_The problem_
When you reach the line that contains "Tag every instance of the sliced" in the data below, start reproducing lines exactly, and stop after the line that contains "Tag every instance of the halved".

_Point localization data_
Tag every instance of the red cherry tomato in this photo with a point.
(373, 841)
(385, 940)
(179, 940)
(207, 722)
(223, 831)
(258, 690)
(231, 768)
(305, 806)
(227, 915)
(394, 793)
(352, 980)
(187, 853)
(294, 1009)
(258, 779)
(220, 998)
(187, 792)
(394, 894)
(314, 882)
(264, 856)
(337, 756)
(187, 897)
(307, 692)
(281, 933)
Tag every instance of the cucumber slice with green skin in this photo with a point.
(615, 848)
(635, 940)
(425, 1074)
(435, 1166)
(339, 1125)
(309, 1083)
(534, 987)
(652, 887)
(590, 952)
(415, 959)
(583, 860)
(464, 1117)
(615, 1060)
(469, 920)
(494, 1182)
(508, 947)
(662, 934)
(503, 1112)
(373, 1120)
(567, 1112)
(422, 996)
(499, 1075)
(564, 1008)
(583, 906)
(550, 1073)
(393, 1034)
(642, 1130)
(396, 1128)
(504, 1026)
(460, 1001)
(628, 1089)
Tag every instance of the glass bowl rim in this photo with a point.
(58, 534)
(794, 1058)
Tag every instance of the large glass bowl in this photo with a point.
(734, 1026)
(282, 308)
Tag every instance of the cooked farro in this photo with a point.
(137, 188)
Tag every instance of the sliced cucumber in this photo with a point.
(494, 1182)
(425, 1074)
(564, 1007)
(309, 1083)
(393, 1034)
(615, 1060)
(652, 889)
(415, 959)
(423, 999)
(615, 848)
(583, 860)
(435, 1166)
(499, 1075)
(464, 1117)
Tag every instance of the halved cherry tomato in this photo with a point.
...
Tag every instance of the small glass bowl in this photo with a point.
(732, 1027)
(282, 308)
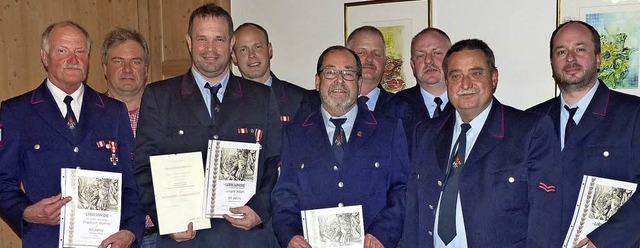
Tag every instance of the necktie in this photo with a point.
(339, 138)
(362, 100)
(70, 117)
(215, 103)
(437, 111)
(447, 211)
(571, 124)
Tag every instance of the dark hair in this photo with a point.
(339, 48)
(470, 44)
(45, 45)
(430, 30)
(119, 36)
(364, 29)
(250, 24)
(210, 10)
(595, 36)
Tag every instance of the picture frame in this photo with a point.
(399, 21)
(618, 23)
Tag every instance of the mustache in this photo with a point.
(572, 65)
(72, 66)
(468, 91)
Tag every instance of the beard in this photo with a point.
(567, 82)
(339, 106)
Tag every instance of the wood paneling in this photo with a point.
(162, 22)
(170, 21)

_Answer to the exercise_
Tag every instance of the sliced cucumber in this photo with a point.
(494, 1182)
(425, 1074)
(564, 1007)
(309, 1083)
(393, 1034)
(615, 1060)
(652, 889)
(415, 959)
(423, 999)
(615, 848)
(583, 860)
(435, 1166)
(499, 1075)
(464, 1117)
Tag every instance of the halved cherry tomato in this photo with a point.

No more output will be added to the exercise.